Copy out, unchanged, the lines from the start of the rows through the line that contains "510L248 503L235 504L228", including that line.
..........
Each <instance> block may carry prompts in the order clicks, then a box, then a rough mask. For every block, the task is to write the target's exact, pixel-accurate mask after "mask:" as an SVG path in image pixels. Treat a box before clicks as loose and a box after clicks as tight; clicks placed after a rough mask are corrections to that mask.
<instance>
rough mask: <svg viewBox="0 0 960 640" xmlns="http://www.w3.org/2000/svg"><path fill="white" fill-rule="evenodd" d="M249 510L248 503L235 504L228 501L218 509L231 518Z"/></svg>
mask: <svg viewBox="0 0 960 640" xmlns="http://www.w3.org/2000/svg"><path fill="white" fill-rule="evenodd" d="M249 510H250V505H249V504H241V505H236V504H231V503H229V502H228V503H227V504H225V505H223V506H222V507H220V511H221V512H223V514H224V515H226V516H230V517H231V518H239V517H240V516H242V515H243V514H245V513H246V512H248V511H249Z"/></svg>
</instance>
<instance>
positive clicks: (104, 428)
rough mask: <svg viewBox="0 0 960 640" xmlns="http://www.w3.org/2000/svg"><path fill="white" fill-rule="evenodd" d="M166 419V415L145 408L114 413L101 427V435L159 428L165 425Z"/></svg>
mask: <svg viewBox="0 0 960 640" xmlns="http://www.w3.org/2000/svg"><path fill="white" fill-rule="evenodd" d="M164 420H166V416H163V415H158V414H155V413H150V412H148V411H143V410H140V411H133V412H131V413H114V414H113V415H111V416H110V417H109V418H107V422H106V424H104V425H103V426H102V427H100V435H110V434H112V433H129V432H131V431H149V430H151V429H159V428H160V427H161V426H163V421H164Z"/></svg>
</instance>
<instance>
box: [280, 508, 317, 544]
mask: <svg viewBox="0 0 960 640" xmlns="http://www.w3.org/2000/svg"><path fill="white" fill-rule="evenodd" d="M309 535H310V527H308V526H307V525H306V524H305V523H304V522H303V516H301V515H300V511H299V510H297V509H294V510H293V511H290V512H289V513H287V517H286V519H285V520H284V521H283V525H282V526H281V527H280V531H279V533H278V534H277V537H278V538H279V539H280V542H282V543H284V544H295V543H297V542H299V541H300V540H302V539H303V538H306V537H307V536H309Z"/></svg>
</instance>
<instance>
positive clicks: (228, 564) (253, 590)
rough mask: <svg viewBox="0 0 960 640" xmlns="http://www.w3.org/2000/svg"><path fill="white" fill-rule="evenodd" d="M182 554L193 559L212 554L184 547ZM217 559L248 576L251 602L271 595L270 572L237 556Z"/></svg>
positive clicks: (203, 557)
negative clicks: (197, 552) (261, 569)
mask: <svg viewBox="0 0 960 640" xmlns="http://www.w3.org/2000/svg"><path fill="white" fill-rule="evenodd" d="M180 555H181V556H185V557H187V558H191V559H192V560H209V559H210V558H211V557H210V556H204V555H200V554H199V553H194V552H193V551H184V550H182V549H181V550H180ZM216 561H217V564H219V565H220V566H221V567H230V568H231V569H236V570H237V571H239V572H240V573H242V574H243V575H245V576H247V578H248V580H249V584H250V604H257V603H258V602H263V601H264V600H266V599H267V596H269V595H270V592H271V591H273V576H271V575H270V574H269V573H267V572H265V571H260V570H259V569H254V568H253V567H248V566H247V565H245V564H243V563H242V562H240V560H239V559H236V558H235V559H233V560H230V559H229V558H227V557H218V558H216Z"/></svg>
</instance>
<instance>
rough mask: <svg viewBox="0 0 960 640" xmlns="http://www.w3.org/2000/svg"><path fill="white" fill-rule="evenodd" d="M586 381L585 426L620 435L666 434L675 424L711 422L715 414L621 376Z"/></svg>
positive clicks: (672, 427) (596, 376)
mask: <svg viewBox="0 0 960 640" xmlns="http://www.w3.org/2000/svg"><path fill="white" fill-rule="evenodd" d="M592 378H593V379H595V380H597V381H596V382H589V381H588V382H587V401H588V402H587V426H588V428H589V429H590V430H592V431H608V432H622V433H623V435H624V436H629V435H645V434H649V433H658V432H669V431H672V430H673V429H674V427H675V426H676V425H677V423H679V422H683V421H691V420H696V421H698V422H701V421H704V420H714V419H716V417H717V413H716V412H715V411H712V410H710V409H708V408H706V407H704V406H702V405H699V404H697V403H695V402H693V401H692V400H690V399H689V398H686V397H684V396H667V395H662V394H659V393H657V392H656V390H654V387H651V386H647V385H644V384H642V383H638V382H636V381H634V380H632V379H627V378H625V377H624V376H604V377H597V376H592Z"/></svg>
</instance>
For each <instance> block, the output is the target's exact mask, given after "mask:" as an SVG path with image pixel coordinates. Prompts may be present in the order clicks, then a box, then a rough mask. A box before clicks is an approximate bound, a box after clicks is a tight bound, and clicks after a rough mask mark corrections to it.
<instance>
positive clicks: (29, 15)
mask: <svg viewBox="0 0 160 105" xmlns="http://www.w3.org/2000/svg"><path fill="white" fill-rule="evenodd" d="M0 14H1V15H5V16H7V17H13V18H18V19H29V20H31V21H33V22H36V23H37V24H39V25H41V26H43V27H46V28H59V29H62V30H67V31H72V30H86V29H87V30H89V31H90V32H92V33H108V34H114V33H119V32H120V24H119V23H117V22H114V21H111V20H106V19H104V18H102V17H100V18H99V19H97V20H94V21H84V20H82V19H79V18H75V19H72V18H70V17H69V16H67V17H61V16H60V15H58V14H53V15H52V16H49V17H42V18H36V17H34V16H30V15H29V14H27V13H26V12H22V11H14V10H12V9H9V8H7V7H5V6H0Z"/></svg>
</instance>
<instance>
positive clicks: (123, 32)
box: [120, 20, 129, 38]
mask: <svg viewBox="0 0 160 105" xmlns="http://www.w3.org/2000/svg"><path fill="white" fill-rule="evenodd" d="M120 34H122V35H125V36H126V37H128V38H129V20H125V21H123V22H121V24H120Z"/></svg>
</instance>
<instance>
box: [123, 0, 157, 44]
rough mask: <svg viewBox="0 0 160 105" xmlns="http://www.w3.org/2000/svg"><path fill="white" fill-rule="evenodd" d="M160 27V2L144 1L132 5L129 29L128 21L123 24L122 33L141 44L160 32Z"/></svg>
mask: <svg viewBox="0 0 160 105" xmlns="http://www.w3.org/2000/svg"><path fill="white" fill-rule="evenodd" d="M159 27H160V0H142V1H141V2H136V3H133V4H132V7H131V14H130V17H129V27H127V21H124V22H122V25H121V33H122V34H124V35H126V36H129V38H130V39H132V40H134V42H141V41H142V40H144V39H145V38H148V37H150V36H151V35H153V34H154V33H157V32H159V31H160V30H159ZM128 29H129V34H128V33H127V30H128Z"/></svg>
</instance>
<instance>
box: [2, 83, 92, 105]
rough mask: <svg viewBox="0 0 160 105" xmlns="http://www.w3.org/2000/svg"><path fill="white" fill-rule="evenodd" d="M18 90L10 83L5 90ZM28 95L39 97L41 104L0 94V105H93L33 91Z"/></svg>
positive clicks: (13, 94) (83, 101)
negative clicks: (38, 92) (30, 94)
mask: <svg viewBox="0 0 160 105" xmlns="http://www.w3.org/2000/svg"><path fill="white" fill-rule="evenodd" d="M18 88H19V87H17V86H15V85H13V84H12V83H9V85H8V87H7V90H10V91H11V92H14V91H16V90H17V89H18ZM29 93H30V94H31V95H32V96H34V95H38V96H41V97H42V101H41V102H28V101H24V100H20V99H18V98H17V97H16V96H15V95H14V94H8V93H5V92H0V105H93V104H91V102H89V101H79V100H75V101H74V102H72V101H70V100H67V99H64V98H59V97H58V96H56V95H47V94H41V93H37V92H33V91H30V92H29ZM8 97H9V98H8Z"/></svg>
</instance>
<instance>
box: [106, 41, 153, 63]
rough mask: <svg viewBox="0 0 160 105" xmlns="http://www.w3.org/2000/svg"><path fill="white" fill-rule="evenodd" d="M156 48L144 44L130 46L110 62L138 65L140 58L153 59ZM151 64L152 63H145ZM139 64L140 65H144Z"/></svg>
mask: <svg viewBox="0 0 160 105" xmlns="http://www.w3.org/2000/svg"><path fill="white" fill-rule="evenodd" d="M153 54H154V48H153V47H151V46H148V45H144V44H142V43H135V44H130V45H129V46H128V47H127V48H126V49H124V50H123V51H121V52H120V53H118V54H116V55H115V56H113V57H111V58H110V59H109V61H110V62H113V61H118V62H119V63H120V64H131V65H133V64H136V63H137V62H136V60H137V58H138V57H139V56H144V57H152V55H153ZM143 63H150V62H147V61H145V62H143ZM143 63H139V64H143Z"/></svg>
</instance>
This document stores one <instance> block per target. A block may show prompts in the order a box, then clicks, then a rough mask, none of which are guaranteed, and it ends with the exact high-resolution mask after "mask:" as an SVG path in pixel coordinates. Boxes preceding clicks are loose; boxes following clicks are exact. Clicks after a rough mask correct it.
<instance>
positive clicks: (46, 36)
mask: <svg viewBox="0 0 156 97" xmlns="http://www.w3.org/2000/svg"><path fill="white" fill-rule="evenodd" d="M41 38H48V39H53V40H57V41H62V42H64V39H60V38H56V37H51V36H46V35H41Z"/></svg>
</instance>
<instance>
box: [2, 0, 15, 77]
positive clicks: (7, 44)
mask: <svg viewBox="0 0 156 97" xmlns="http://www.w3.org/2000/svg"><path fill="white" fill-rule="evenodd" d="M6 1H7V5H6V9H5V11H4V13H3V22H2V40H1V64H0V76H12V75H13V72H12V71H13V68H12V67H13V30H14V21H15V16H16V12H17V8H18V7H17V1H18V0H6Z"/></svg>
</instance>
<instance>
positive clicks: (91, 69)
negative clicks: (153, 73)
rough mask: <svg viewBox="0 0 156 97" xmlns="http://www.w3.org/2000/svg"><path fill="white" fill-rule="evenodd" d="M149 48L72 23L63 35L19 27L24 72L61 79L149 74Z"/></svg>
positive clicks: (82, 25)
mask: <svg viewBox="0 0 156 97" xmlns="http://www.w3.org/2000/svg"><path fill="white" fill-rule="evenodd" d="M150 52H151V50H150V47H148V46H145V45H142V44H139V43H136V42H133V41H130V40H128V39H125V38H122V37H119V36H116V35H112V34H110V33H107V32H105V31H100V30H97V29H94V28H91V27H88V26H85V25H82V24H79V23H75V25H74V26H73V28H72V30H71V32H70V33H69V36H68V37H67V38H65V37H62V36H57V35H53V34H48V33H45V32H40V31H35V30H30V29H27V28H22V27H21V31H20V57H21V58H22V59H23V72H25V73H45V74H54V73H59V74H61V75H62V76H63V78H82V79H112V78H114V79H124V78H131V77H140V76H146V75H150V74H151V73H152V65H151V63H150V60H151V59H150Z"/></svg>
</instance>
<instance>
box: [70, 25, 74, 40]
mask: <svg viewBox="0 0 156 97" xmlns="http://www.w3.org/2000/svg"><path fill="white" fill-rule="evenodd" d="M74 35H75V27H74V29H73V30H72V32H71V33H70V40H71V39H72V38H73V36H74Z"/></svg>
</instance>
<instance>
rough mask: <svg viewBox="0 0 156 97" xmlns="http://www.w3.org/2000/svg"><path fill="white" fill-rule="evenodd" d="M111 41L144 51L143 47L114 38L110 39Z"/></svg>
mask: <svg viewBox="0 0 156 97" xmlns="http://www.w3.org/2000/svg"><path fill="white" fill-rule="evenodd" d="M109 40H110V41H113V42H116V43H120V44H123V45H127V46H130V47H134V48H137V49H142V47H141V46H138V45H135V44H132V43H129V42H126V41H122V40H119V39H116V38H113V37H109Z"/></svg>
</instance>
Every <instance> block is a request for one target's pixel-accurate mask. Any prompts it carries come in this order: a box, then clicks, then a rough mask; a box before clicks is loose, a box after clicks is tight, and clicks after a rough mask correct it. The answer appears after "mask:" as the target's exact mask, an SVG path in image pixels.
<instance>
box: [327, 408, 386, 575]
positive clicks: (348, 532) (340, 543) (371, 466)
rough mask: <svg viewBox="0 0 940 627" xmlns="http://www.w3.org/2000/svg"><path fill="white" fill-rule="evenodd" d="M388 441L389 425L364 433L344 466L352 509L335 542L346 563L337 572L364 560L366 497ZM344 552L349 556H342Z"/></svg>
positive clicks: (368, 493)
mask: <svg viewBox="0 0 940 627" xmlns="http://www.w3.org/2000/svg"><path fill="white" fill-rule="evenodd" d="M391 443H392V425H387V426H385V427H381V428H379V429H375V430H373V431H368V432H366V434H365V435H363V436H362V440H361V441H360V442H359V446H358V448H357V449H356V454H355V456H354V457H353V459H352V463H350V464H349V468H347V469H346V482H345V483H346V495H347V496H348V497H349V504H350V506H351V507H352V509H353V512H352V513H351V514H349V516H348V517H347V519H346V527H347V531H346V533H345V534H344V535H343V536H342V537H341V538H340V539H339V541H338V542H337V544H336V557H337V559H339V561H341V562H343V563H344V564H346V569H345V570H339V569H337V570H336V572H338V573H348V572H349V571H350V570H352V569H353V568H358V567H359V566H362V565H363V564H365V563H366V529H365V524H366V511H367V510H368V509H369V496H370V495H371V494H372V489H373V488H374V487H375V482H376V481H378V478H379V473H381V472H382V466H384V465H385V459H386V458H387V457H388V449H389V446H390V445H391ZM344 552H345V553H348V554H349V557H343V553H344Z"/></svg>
..........
Response ▸
Each <instance> block may carry prompts in the order clicks, then a box, then a rough mask. For every block, the task is to write the target's exact, pixel-accurate mask after "mask:" as an SVG path in image pixels. Treat a box before clicks as loose and a box after clicks as tight; clicks placed after a rough mask are corrections to that mask.
<instance>
rough mask: <svg viewBox="0 0 960 640" xmlns="http://www.w3.org/2000/svg"><path fill="white" fill-rule="evenodd" d="M249 510L248 503L235 504L228 501L218 509L231 518Z"/></svg>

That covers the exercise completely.